= EXERCISE INPUTS =
──────

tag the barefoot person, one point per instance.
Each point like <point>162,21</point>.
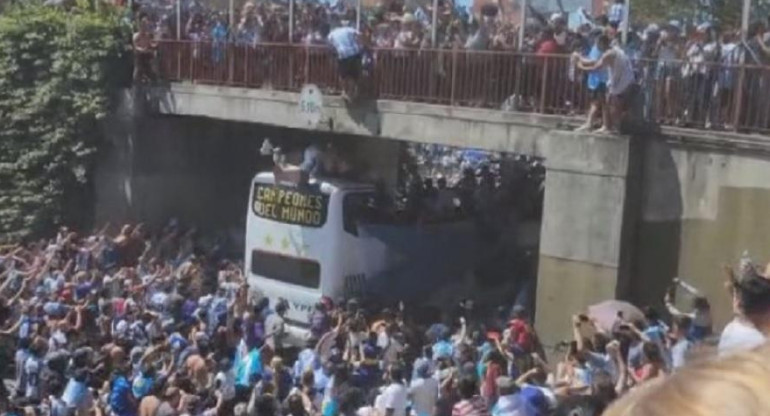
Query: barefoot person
<point>620,75</point>
<point>347,43</point>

──────

= TASK STATEMENT =
Nothing but the lines from the line containing "Each point like <point>162,21</point>." through the end of the data, both ends included, is to be reproduced, exactly as written and without the pictures.

= REPLY TO THE TASK =
Each point like <point>162,21</point>.
Query: barefoot person
<point>620,75</point>
<point>347,43</point>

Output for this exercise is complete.